PROVIDED DATA.
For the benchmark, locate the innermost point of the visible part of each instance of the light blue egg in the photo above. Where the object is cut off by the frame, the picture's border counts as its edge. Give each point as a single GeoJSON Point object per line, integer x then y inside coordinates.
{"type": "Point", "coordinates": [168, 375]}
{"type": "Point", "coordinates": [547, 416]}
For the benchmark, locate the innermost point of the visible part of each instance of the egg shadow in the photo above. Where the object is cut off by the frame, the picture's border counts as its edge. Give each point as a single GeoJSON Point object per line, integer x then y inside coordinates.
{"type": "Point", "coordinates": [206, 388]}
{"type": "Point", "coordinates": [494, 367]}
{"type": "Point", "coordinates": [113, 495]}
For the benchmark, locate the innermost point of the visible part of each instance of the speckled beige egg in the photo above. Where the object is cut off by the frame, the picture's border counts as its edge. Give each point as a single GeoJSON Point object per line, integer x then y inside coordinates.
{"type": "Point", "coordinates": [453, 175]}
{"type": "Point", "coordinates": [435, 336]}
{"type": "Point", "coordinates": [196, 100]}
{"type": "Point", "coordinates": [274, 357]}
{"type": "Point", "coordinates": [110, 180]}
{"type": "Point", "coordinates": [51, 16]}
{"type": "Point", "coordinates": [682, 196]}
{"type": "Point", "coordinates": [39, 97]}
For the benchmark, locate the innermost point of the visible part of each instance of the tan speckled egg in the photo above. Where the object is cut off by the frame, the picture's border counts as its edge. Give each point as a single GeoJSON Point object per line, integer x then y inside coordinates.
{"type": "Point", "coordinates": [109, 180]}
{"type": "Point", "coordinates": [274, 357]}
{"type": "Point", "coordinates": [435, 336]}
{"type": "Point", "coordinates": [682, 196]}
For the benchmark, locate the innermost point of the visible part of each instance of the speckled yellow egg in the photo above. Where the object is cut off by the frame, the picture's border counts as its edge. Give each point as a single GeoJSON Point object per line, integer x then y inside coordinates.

EXERCISE BRIEF. Recast every line of the records above as a numbered list, leaving out any blank lines.

EXERCISE ANSWER.
1. For the benchmark, locate the innermost point of the visible part of each instance of the light blue egg in the photo above. Where the object is cut off by the frame, the picture's border counts as its edge. Give each point as a single GeoJSON Point object per line, integer x then y inside coordinates.
2. {"type": "Point", "coordinates": [168, 375]}
3. {"type": "Point", "coordinates": [547, 416]}
4. For the benchmark, locate the innermost point of the visible part of each instance of the egg shadow in the photo above. Where the object is cut off by the frame, the picture's border counts as its edge. Give each point as a single GeoJSON Point object per line, integer x then y inside coordinates.
5. {"type": "Point", "coordinates": [206, 388]}
6. {"type": "Point", "coordinates": [494, 367]}
7. {"type": "Point", "coordinates": [113, 495]}
8. For the benchmark, locate the innermost point of the visible part of each instance of the speckled beige egg in the photo above. Where the object is cut off by the frame, the picture's border counts as its edge. Give each point as a single GeoJSON Point object per line, integer x then y inside coordinates.
9. {"type": "Point", "coordinates": [453, 175]}
10. {"type": "Point", "coordinates": [435, 336]}
11. {"type": "Point", "coordinates": [196, 100]}
12. {"type": "Point", "coordinates": [274, 357]}
13. {"type": "Point", "coordinates": [110, 180]}
14. {"type": "Point", "coordinates": [51, 16]}
15. {"type": "Point", "coordinates": [682, 196]}
16. {"type": "Point", "coordinates": [39, 97]}
17. For the benchmark, locate the innermost point of the visible part of each instance of the tan speckled egg in the photo above. Where the object is cut off by the frame, the picture's border counts as its edge. Give each point as a single GeoJSON Point object per line, integer x then y inside coordinates.
18. {"type": "Point", "coordinates": [109, 180]}
19. {"type": "Point", "coordinates": [274, 357]}
20. {"type": "Point", "coordinates": [435, 336]}
21. {"type": "Point", "coordinates": [682, 196]}
22. For the benchmark, locate the innermost point of the visible part of each instance of the speckled yellow egg in the photo above. Where the object is cut off by the frame, the picture's border counts as its edge. Give each point as a single GeoJSON Point object per line, integer x then y inside coordinates.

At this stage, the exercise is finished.